The task | Starting with the line that contains "Hi there — would you mind identifying the tree", copy out each line through the end of the entries below, exactly as written, and nothing else.

──────── Data excerpts

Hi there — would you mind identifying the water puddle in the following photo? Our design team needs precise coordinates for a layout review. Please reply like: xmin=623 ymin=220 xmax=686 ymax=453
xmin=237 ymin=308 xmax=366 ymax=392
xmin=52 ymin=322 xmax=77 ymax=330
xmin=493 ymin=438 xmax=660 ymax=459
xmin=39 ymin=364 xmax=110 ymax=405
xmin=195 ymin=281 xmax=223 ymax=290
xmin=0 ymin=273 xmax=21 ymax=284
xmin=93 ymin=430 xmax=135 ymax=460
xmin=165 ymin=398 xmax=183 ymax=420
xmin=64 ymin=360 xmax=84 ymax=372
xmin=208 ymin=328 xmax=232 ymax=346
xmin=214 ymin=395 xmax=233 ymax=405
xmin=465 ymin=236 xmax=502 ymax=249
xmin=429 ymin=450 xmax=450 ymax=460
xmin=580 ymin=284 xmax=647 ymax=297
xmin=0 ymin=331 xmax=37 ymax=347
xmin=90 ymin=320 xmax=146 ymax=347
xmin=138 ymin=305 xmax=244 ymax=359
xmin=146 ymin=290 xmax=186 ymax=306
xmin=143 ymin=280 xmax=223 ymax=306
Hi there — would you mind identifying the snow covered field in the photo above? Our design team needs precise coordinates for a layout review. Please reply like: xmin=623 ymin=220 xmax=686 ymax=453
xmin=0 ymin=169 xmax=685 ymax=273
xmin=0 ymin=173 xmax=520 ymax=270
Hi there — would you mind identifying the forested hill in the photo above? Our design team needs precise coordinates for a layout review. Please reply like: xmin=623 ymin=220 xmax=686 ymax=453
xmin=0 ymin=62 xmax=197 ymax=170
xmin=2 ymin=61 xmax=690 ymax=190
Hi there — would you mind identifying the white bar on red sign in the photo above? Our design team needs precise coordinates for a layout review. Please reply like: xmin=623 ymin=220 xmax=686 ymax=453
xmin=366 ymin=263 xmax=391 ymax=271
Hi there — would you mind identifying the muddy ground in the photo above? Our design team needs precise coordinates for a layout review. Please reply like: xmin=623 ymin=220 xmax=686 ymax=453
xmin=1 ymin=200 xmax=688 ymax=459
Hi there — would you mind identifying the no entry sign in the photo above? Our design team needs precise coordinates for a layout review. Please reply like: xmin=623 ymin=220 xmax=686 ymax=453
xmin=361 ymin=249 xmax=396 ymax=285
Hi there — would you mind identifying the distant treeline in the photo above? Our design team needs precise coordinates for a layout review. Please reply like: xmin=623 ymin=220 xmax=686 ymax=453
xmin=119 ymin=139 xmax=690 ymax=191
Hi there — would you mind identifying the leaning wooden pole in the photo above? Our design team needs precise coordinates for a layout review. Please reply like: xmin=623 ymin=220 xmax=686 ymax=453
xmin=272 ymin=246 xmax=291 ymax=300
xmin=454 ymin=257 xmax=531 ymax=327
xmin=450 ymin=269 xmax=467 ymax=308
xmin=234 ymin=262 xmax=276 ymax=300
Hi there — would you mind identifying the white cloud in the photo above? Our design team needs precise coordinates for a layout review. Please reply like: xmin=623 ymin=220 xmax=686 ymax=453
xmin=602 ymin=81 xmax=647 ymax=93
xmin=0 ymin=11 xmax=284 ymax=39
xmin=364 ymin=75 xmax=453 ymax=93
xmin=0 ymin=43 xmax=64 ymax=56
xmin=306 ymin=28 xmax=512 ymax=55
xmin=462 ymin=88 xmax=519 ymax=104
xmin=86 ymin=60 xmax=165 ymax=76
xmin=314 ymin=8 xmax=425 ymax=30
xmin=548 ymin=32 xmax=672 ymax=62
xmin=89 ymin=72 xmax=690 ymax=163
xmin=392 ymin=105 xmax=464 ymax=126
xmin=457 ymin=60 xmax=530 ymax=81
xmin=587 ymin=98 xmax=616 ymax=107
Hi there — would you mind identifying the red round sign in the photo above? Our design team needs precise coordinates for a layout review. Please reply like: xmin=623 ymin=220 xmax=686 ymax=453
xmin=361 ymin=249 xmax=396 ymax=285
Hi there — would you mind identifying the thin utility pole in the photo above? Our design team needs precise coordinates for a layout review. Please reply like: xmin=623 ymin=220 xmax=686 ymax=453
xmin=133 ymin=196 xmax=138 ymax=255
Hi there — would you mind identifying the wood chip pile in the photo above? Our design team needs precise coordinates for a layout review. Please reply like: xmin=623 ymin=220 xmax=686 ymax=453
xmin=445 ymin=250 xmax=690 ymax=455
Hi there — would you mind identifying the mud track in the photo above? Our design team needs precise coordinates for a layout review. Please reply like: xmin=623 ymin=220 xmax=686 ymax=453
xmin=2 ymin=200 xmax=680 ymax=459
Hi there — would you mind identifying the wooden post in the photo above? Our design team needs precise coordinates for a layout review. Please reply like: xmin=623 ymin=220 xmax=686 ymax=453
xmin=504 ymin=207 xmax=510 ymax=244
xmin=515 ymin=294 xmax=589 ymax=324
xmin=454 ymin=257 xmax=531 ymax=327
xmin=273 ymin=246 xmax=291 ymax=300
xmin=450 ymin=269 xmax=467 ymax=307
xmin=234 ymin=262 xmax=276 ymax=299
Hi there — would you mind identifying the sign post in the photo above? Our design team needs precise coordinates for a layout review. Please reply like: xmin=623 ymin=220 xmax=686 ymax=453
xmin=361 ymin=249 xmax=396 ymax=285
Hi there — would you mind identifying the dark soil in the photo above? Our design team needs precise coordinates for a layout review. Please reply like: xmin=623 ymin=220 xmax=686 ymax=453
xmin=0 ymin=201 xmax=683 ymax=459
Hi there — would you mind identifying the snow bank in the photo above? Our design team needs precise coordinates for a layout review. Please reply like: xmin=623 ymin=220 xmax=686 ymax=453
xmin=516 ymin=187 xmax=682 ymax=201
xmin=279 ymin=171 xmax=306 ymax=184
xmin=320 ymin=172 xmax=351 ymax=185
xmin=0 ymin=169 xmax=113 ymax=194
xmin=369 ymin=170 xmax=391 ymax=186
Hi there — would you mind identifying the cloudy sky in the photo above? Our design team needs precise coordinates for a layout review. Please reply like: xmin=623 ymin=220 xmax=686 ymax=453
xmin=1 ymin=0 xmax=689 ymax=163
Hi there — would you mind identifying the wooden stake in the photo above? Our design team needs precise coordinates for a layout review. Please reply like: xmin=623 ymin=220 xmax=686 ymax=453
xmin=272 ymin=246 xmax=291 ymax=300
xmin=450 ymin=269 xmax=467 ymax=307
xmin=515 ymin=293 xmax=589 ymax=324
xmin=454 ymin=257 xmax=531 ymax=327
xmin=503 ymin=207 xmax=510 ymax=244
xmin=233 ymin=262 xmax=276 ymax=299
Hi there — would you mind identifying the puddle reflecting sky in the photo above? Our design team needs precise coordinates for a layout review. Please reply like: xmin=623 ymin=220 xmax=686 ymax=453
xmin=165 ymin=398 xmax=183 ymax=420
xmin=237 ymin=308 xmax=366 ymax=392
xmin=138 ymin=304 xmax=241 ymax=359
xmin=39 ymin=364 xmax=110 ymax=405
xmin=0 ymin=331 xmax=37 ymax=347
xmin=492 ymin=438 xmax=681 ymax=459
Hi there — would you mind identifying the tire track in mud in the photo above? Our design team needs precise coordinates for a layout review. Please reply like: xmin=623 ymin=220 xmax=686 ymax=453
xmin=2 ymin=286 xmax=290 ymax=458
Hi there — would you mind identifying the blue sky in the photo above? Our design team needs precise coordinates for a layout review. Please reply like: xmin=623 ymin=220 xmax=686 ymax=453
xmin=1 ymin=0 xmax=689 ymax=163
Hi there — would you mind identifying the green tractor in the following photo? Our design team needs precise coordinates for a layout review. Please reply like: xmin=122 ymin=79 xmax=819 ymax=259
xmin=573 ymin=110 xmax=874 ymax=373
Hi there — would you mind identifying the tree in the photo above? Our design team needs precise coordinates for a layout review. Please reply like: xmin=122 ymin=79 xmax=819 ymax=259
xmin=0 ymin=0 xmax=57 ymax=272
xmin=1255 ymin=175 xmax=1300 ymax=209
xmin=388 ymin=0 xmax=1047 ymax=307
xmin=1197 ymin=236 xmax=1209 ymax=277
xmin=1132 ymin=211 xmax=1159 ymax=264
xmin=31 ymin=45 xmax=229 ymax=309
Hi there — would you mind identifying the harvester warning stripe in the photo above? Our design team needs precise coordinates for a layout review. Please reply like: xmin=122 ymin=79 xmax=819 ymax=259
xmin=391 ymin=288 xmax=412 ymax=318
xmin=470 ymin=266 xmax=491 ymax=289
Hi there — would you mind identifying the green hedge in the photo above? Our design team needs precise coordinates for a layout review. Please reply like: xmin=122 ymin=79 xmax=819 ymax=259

────────────────

Expected answer |
Hi there — would you mind identifying the tree in the photo above? Our design team needs precise coordinates for a layout review. Please reply like: xmin=122 ymin=79 xmax=819 ymax=259
xmin=0 ymin=0 xmax=57 ymax=272
xmin=1255 ymin=175 xmax=1300 ymax=209
xmin=388 ymin=0 xmax=1047 ymax=307
xmin=1197 ymin=236 xmax=1209 ymax=277
xmin=1132 ymin=211 xmax=1159 ymax=264
xmin=31 ymin=45 xmax=229 ymax=309
Hi there — would you mind identifying the harvester warning stripe in the photo above? Our design team needs precise coordinates for a layout review. Please reply like: xmin=122 ymin=79 xmax=819 ymax=259
xmin=391 ymin=288 xmax=412 ymax=318
xmin=470 ymin=266 xmax=491 ymax=289
Hi there — would you mind identifying the green hedge in the photo above? Our design team needs precise coordinates for a layout review. Please reply like: xmin=122 ymin=79 xmax=819 ymax=259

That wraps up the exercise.